→ **SOURCE DOCUMENT**:
-----
But interestingly, in other dicta the court's language could be read to imply that a § 22a-432 abatement order would lie against a tenant in possession or an owner but not against an out of possession tenant who had caused the pollution. The court at 226 Conn. 381 said ". . . if the person or entity to whom an abatement order is issued under § 22a-432 is not a landowner but a tenant in possession, the defendant [commissioner] could in addition to holding the tenant responsible for abating the condition, hold the owner jointly and severally liable with the tenant under § 22a-433." However, it would seriously limit the commissioners power to abate pollution if a clean up order could not issue against a former tenant who had caused the pollution although if the state were forced to do the clean up such an entity could be forced to pay the cost under § 22a-451. On the other hand, it seems odd that at the commissioners whim, a former tenant could be ordered to enter the owners premises to do a clean up, in a situation where the owner may have a claim against this ex-tenant for damages caused by the very pollution the state is ordering the ex-tenant to abate. For purposes of discussion, the court will accept the plaintiff's position that the commissioner has the broad powers to act against an owner and tenant out of possession who caused the pollution.

The question that must be decided then is: given the language of paragraph 12 of the lease which required the defendant to comply with all state and federal laws during the terms of the lease, does the failure to so comply with the environmental laws create a continuing duty under the lease to the plaintiff so as to preserve its contract claim which would otherwise be barred by a six year statute of limitations?

First, it should be noted that this is not a case where there would be a conflict with statutory public policy objectives if the lease and particularly paragraph 12 is read not to create a continuing duty to the plaintiff to comply with state or federal environmental law so as to prevent the expiration of the limitations statute; or to put it another way, the contract need not be interpreted as the plaintiff suggests to avoid a conflict with public policy, cf. Williams v. Vista Vedra. Inc., 178 Conn. 295, 297 (1979); Rupert's Oil Service v. Leshe, 40 Conn. Sup. 295, 297 (1985). That is, the ability of state or federal authorities to protect and order the clean up of the environment under the statutory scheme is not affected by how this court interprets paragraph 12 of this lease with regard to the statute of limitations.

That, I suppose, is the problem presented by the plaintiff's rather novel argument. Any "continuing obligation" on the defendant created by the state or federal environmental laws runs to governmental authorities not to the plaintiff lessor. Basically, the plaintiff's argument is a bootstrap or conclusory position that attempts to turn this obligation to comply with state and federal statutes, which is owed to governmental entities, into a continuing duty running to the plaintiff. If the defendant has a continuing obligation to comply with environmental statutes, that does not mean the defendant has the same continuing obligation to the plaintiff so as to insulate the plaintiff from statute of limitations defenses by a private litigant such as the defendant.
-----
Return the span of the court opinion above between "The question that" and "statute of limitations?", inclusive, copied character for character.

→ **SOURCE EXCERPT**:
-----
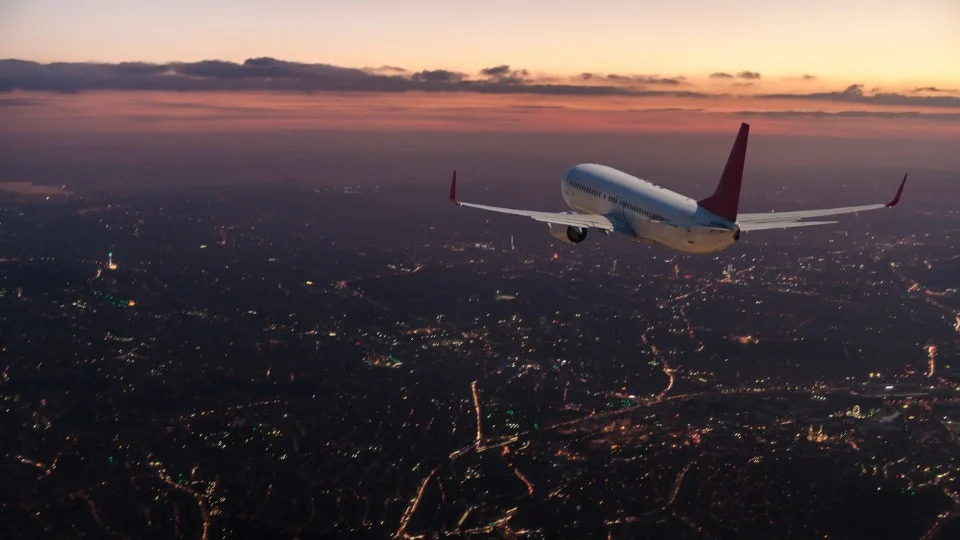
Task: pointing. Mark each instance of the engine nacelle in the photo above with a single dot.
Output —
(568, 234)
-----
→ **THE SOLUTION**:
The question that must be decided then is: given the language of paragraph 12 of the lease which required the defendant to comply with all state and federal laws during the terms of the lease, does the failure to so comply with the environmental laws create a continuing duty under the lease to the plaintiff so as to preserve its contract claim which would otherwise be barred by a six year statute of limitations?